> TASK TO CARRY OUT:
Reproduce the text on women's rights word for word, starting with "Women in all" and going on through "their allotted place.".

> TEXT EXCERPT:
Women in all cultures have struggled throughout history to improve their position in society and within the family. Until recently, the struggle took more or less the same form everywhere. Women tried to get what they wanted by using the means available to them—their sexuality and their position as mothers in the household. To express the human urge for freedom and equality they had to break the accepted rules of conduct and to employ means that were often not considered honorable. To behave honorably, they would have to behave according to the norms that imprisoned them in their allotted place.
Measured by historical time, the discourse for women’s freedom and equality was developed only recently. Mary Wolstonecraft’s A Vindication of Rights of Women (1792), perhaps the first treatise of its kind, was considered an oddity. Even John Stuart Mill’s The Subjection of Women (1869) was ahead of its time and Mill himself was subjected to ridicule by opinion makers in such influential journals as Punch. At about the same time as Mill’s essay, Tahereh Qurrat al-`Ain, a woman priestess in Iran, made a public appearance unveiled to claim rights on behalf of women. Tahereh lost her life for her courage, but she left a legacy that influenced thinking about women’s position in society, religion, and culture among Iranian women and men for years to come. The “woman question,” as it was called in mid-19th century England, touched on issues of sexual inequality in education, economic life, social relations, and politics. Women began to play a more important role in society, but not much happened practically to change their position legally until the beginnings of the last century. The struggle that brought about the changes sprang from ideas and concepts of justice, fairness, and human dignity, which were, as were the concepts underlying patriarchy, embedded in cultures, literatures, histories, and religions across the world. Women began to take a new look at these building blocks of social structure and to develop and articulate alternative feminist interpretations in each area.
The discourse of women’s rights is intricately tied to the discourse of freedom and equality. At its center is the course individual consciousness takes. Individual consciousness, as distinguished from communal consciousness, is a discovery that comes with time as science and technology provide the foundations for doubt about communal law—that is, law that springs directly or indirectly from God or nature. In this sense, history moves from law to right as the individual begins to perceive that she has a right to participate in the making of the law rather than submit to the existing law as unchanging and eternal. In this, all societies that develop and change move in the same direction. To the extent that feminism means anything, it must include the right of women to freedom of choice and equality in law. Otherwise the term loses meaning since without that basic belief, we would have to consider all men and women who have ever tried to improve the condition of women within existing patriarchal structures feminists.
I. The World and Women
The world has become a difficult place to fathom. This is partly because we are not sure whether we should take it as it is and try to adapt to it the best we can or to refuse to accept it as a given and try to change it to our liking. In fact we can do neither. Rather, we must opt for both. The values we have developed as feminists cannot be achieved within a patriarchal setting—whether local, national, or global. On the other hand, to ignore the systemic forces that shape our interactive lives is to become Quixotic. Let us examine some of the systemic forces that are particularly relevant to the rights of women.

> PROVIDED INFORMATION:
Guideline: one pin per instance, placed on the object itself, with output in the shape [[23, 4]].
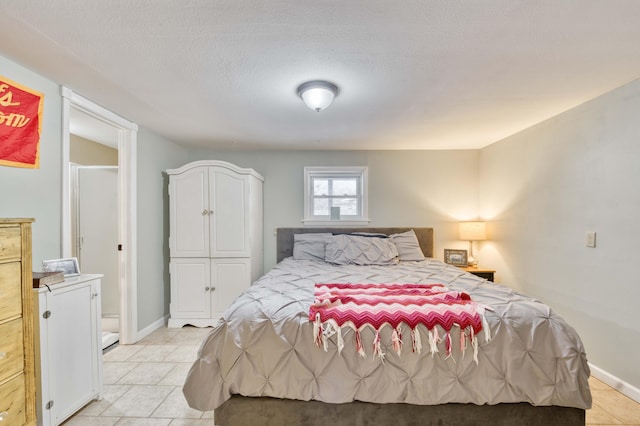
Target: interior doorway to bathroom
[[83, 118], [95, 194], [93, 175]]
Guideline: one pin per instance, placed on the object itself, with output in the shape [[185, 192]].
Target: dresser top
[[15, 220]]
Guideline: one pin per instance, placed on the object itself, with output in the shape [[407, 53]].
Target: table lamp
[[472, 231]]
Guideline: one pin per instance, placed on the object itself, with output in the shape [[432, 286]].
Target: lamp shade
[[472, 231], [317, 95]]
--
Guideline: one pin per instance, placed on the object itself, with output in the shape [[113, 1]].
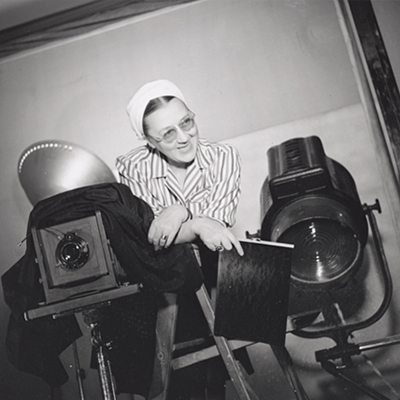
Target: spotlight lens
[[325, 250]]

> RESULT OF THIS EXERCISE:
Women in all cultures have struggled throughout history to improve their position in society and within the family. Until recently, the struggle took more or less the same form everywhere. Women tried to get what they wanted by using the means available to them—their sexuality and their position as mothers in the household. To express the human urge for freedom and equality they had to break the accepted rules of conduct and to employ means that were often not considered honorable. To behave honorably, they would have to behave according to the norms that imprisoned them in their allotted place.